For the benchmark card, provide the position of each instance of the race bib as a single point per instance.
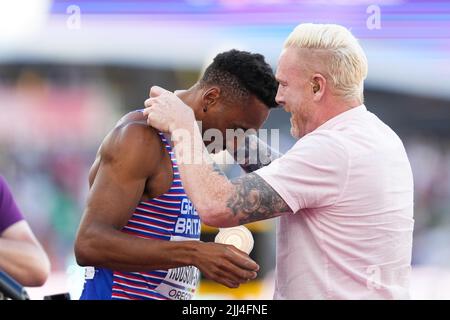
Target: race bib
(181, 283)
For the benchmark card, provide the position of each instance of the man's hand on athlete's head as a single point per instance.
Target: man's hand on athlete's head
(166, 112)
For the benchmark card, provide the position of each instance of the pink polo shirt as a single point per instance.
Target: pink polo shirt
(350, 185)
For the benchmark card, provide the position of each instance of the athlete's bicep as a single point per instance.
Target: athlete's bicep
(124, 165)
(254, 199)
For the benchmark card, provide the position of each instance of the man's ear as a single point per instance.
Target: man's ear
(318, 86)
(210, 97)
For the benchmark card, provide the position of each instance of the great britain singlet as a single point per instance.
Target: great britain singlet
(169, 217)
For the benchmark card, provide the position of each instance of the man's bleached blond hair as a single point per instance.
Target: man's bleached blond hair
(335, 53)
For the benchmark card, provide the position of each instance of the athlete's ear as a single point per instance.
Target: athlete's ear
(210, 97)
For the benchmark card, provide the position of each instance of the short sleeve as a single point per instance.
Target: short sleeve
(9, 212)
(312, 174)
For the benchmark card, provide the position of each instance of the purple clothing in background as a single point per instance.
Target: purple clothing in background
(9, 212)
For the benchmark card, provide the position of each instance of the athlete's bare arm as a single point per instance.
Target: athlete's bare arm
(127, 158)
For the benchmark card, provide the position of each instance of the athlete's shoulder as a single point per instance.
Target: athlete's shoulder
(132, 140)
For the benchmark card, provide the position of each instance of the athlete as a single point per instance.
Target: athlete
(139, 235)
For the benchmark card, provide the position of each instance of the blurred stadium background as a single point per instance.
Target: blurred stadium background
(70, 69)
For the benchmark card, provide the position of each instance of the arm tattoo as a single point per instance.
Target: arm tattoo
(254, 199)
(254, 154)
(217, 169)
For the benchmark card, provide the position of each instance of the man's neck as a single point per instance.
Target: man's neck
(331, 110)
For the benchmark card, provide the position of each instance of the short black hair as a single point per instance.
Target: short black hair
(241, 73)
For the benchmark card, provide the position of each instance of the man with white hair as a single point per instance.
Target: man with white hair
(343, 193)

TASK BRIEF
From the line holding "neck as a single point per instance." to the last line of the records, quote each line exactly and add nothing.

THE REPLY
For the benchmark card, provide the position of each instance of the man's neck as a single point per instance.
Target: man's neck
(331, 110)
For the benchmark card, provide the position of each instance of the short black hair as a single point per instance.
Target: short black hair
(241, 73)
For the benchmark card, provide the position of each instance of the man with white hair as a single point per instance.
Target: man with white hair
(343, 193)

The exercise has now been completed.